## Work to be completed
How many of the lines below contain the string "fence"? Reply with the number alone.
— Start of Material —
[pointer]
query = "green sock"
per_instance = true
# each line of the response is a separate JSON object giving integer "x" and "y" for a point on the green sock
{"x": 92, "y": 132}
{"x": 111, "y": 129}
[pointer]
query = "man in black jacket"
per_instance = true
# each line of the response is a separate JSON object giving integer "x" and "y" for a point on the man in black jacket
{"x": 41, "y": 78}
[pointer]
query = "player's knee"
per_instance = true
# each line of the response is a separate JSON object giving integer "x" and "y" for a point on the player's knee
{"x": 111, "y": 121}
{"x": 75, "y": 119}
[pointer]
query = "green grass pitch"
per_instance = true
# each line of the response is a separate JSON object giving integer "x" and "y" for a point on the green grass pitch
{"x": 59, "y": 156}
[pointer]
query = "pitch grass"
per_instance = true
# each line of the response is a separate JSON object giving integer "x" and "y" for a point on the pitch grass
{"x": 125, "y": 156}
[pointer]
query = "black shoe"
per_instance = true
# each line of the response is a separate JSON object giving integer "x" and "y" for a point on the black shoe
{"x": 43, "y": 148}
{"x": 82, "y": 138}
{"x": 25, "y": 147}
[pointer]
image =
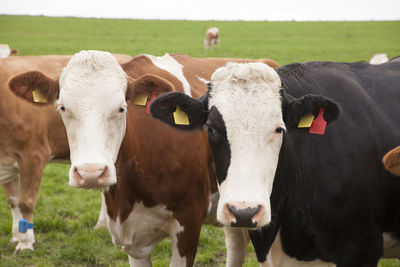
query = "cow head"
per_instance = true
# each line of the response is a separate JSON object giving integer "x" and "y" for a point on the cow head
{"x": 391, "y": 161}
{"x": 91, "y": 96}
{"x": 244, "y": 114}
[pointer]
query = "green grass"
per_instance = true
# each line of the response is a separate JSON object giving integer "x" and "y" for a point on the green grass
{"x": 64, "y": 216}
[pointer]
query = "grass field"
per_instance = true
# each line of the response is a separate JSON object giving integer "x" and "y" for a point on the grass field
{"x": 64, "y": 216}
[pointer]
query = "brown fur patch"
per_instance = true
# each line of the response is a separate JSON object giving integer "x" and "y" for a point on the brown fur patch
{"x": 391, "y": 161}
{"x": 23, "y": 85}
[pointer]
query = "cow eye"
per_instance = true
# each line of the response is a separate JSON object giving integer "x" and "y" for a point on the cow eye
{"x": 210, "y": 129}
{"x": 280, "y": 130}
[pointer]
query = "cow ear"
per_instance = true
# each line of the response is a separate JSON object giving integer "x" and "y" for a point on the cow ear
{"x": 146, "y": 88}
{"x": 391, "y": 161}
{"x": 295, "y": 108}
{"x": 35, "y": 87}
{"x": 180, "y": 110}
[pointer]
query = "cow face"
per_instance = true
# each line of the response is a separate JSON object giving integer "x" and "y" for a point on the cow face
{"x": 91, "y": 97}
{"x": 243, "y": 113}
{"x": 93, "y": 108}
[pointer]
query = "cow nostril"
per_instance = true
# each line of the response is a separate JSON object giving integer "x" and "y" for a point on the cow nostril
{"x": 245, "y": 217}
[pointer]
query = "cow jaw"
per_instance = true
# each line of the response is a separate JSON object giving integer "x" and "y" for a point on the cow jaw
{"x": 93, "y": 108}
{"x": 247, "y": 97}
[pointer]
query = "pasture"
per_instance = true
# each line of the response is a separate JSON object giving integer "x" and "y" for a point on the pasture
{"x": 64, "y": 217}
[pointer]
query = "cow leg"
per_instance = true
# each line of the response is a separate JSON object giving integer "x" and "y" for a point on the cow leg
{"x": 9, "y": 175}
{"x": 146, "y": 262}
{"x": 31, "y": 169}
{"x": 185, "y": 240}
{"x": 102, "y": 221}
{"x": 236, "y": 240}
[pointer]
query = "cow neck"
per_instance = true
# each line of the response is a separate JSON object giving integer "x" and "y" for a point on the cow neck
{"x": 57, "y": 136}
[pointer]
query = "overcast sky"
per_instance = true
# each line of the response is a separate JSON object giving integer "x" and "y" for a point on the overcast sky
{"x": 210, "y": 9}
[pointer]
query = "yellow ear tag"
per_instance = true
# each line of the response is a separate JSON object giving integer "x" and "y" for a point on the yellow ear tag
{"x": 306, "y": 121}
{"x": 180, "y": 117}
{"x": 38, "y": 97}
{"x": 140, "y": 99}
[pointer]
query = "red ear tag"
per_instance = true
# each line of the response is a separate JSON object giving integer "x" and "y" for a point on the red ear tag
{"x": 319, "y": 124}
{"x": 154, "y": 95}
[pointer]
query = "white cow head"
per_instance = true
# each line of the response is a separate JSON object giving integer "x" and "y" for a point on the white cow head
{"x": 93, "y": 108}
{"x": 91, "y": 97}
{"x": 243, "y": 115}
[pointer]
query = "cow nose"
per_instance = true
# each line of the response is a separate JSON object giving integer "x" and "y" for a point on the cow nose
{"x": 91, "y": 175}
{"x": 244, "y": 214}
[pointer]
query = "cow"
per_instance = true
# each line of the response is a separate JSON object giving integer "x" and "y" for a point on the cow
{"x": 29, "y": 137}
{"x": 5, "y": 51}
{"x": 298, "y": 157}
{"x": 378, "y": 59}
{"x": 212, "y": 38}
{"x": 157, "y": 181}
{"x": 391, "y": 161}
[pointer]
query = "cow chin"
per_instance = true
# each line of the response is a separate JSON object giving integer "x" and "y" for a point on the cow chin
{"x": 89, "y": 176}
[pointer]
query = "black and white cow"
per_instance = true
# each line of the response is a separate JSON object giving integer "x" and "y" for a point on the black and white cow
{"x": 321, "y": 190}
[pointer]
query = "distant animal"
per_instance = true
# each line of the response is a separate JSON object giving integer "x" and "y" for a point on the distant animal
{"x": 298, "y": 156}
{"x": 212, "y": 38}
{"x": 157, "y": 181}
{"x": 391, "y": 161}
{"x": 378, "y": 59}
{"x": 5, "y": 51}
{"x": 29, "y": 137}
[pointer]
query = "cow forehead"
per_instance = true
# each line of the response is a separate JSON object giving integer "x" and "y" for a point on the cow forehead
{"x": 247, "y": 96}
{"x": 92, "y": 73}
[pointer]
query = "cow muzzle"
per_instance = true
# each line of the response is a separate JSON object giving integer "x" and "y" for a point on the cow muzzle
{"x": 91, "y": 176}
{"x": 241, "y": 214}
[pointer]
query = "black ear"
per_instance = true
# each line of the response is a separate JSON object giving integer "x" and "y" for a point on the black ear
{"x": 295, "y": 108}
{"x": 164, "y": 106}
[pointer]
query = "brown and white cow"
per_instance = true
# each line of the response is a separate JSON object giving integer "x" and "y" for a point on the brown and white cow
{"x": 157, "y": 181}
{"x": 212, "y": 38}
{"x": 29, "y": 137}
{"x": 6, "y": 51}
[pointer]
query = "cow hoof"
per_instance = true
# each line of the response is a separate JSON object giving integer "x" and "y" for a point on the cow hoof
{"x": 100, "y": 226}
{"x": 22, "y": 246}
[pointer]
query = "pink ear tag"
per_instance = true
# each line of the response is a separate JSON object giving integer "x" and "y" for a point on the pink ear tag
{"x": 319, "y": 124}
{"x": 153, "y": 95}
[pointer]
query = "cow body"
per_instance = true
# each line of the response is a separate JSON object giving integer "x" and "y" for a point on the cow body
{"x": 6, "y": 51}
{"x": 29, "y": 137}
{"x": 331, "y": 201}
{"x": 212, "y": 38}
{"x": 157, "y": 180}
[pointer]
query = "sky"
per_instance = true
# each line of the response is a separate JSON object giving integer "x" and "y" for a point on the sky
{"x": 299, "y": 10}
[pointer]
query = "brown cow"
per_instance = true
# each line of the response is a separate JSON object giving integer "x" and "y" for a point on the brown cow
{"x": 5, "y": 51}
{"x": 391, "y": 161}
{"x": 212, "y": 38}
{"x": 29, "y": 137}
{"x": 157, "y": 180}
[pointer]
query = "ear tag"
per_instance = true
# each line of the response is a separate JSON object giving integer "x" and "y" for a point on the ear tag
{"x": 38, "y": 97}
{"x": 140, "y": 99}
{"x": 306, "y": 121}
{"x": 153, "y": 95}
{"x": 180, "y": 117}
{"x": 319, "y": 124}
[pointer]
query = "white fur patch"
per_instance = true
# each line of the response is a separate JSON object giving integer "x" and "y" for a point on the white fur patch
{"x": 172, "y": 66}
{"x": 247, "y": 96}
{"x": 92, "y": 90}
{"x": 142, "y": 230}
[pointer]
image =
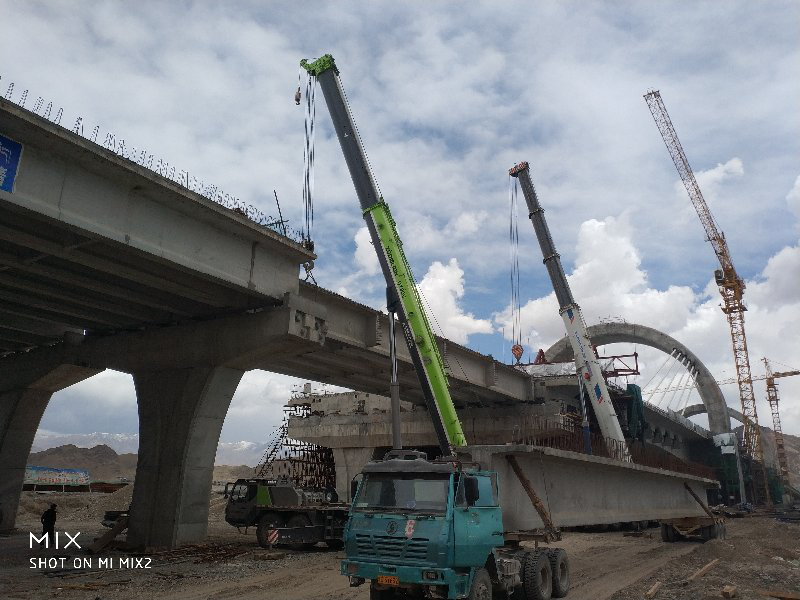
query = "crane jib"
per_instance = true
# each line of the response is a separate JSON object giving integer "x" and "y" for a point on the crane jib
{"x": 419, "y": 336}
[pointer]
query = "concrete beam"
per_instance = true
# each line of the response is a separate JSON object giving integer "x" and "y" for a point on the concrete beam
{"x": 579, "y": 489}
{"x": 181, "y": 412}
{"x": 362, "y": 335}
{"x": 22, "y": 402}
{"x": 495, "y": 425}
{"x": 73, "y": 181}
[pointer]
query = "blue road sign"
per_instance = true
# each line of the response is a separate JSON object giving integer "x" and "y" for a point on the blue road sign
{"x": 10, "y": 155}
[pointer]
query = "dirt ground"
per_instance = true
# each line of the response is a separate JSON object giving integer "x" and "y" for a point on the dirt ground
{"x": 759, "y": 553}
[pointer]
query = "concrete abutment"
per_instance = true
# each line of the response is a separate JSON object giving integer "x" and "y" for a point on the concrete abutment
{"x": 181, "y": 412}
{"x": 24, "y": 396}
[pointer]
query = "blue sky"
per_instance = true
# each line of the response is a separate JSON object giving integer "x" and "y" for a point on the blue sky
{"x": 447, "y": 97}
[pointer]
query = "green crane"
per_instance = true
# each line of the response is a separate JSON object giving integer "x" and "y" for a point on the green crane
{"x": 402, "y": 296}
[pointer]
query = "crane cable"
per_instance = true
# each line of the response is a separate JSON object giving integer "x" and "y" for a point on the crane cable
{"x": 308, "y": 155}
{"x": 513, "y": 238}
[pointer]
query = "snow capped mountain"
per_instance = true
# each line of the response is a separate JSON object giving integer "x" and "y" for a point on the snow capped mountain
{"x": 228, "y": 453}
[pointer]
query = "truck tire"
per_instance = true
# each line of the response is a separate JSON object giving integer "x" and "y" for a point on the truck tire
{"x": 268, "y": 520}
{"x": 376, "y": 594}
{"x": 522, "y": 557}
{"x": 300, "y": 521}
{"x": 481, "y": 586}
{"x": 537, "y": 580}
{"x": 559, "y": 563}
{"x": 667, "y": 533}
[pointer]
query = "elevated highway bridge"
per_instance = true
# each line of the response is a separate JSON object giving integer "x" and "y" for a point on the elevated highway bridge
{"x": 105, "y": 264}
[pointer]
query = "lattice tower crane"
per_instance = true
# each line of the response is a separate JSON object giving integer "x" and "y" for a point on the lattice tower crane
{"x": 731, "y": 286}
{"x": 772, "y": 397}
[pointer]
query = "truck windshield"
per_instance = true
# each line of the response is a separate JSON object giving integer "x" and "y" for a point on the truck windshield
{"x": 417, "y": 492}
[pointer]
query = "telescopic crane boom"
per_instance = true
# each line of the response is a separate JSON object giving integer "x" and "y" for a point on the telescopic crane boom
{"x": 585, "y": 359}
{"x": 402, "y": 291}
{"x": 731, "y": 286}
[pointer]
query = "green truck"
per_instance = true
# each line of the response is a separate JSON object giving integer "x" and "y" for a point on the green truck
{"x": 421, "y": 528}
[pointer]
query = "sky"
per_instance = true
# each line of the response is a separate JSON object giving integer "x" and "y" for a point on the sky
{"x": 447, "y": 97}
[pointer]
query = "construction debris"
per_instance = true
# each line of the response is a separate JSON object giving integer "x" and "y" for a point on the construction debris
{"x": 653, "y": 590}
{"x": 700, "y": 572}
{"x": 780, "y": 595}
{"x": 100, "y": 543}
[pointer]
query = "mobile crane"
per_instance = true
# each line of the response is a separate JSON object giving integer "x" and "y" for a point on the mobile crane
{"x": 419, "y": 527}
{"x": 586, "y": 361}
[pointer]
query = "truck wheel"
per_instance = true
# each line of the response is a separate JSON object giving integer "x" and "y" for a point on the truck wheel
{"x": 667, "y": 533}
{"x": 537, "y": 580}
{"x": 300, "y": 521}
{"x": 708, "y": 532}
{"x": 481, "y": 586}
{"x": 523, "y": 558}
{"x": 267, "y": 521}
{"x": 559, "y": 563}
{"x": 376, "y": 594}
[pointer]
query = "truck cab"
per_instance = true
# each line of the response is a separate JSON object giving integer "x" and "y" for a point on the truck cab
{"x": 423, "y": 527}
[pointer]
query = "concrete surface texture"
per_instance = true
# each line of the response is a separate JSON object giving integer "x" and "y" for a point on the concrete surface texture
{"x": 610, "y": 333}
{"x": 92, "y": 241}
{"x": 580, "y": 489}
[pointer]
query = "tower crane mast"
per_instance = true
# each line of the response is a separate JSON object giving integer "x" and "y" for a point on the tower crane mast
{"x": 772, "y": 397}
{"x": 731, "y": 286}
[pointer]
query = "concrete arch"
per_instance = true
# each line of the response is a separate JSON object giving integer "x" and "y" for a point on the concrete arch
{"x": 610, "y": 333}
{"x": 697, "y": 409}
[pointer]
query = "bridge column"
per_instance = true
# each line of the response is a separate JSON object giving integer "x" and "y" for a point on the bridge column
{"x": 181, "y": 412}
{"x": 349, "y": 462}
{"x": 24, "y": 396}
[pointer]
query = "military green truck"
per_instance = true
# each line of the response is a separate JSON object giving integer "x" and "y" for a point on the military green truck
{"x": 286, "y": 515}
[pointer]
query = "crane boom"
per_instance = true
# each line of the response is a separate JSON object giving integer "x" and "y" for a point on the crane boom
{"x": 400, "y": 282}
{"x": 731, "y": 286}
{"x": 585, "y": 359}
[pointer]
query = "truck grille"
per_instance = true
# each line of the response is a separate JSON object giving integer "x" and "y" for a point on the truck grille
{"x": 384, "y": 546}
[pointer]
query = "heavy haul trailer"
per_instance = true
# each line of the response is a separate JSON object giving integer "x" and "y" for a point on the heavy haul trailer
{"x": 297, "y": 518}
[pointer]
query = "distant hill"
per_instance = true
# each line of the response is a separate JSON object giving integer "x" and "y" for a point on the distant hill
{"x": 104, "y": 464}
{"x": 228, "y": 453}
{"x": 101, "y": 461}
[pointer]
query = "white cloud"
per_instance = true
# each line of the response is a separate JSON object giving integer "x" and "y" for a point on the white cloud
{"x": 793, "y": 198}
{"x": 442, "y": 288}
{"x": 711, "y": 179}
{"x": 607, "y": 280}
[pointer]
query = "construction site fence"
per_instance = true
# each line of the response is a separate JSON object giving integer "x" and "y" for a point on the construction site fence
{"x": 564, "y": 433}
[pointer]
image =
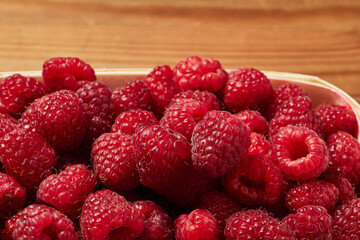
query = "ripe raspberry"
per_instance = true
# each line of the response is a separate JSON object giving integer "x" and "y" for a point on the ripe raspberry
{"x": 310, "y": 222}
{"x": 12, "y": 196}
{"x": 259, "y": 144}
{"x": 27, "y": 157}
{"x": 246, "y": 88}
{"x": 135, "y": 94}
{"x": 160, "y": 82}
{"x": 42, "y": 222}
{"x": 64, "y": 73}
{"x": 347, "y": 221}
{"x": 317, "y": 192}
{"x": 197, "y": 73}
{"x": 254, "y": 181}
{"x": 256, "y": 224}
{"x": 59, "y": 117}
{"x": 220, "y": 140}
{"x": 211, "y": 101}
{"x": 107, "y": 215}
{"x": 344, "y": 151}
{"x": 67, "y": 190}
{"x": 114, "y": 161}
{"x": 336, "y": 118}
{"x": 300, "y": 153}
{"x": 197, "y": 225}
{"x": 158, "y": 224}
{"x": 161, "y": 155}
{"x": 128, "y": 121}
{"x": 183, "y": 116}
{"x": 7, "y": 124}
{"x": 98, "y": 108}
{"x": 220, "y": 205}
{"x": 17, "y": 92}
{"x": 254, "y": 121}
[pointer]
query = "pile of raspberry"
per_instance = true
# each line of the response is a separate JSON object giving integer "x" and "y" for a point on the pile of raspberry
{"x": 190, "y": 152}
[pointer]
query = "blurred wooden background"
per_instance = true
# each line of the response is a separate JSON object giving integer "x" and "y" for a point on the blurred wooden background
{"x": 321, "y": 38}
— End of Material —
## Full output
2